## Stored rows:
----
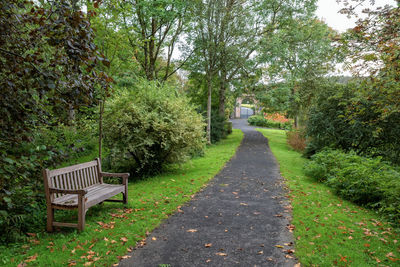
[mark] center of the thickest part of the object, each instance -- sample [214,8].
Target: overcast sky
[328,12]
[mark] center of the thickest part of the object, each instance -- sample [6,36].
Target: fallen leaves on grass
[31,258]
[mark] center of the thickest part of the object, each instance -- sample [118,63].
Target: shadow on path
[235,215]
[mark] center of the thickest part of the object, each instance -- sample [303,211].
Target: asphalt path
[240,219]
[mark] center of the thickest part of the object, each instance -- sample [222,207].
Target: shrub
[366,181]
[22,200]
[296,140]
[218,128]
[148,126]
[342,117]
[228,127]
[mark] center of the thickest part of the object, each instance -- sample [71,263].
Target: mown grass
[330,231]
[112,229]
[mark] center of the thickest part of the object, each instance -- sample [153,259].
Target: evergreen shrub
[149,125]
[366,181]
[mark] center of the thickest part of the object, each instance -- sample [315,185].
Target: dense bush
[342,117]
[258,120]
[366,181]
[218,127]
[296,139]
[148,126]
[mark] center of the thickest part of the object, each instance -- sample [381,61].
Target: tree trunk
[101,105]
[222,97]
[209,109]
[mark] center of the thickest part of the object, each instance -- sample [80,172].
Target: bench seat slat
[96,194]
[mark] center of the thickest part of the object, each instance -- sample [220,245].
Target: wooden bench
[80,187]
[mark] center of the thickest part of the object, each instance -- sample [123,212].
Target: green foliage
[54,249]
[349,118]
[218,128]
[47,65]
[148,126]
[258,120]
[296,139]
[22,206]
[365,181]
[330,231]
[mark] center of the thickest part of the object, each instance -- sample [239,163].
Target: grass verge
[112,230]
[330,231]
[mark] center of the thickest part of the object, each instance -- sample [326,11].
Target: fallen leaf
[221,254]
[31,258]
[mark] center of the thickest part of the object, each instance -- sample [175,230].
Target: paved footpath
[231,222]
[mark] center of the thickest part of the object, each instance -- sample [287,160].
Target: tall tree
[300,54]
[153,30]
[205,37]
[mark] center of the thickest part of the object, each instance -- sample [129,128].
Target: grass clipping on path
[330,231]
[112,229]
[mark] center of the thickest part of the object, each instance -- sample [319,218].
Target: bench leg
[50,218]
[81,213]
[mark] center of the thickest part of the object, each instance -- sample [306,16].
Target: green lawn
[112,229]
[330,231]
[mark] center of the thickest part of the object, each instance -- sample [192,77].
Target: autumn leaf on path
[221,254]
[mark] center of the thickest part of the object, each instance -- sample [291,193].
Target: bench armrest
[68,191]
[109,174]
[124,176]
----
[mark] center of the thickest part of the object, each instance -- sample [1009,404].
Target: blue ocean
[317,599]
----
## Aim:
Extract every line of the listing above that contains the word "shrub", copying each line in full.

## Solution to the problem:
Target: shrub
Target: evergreen shrub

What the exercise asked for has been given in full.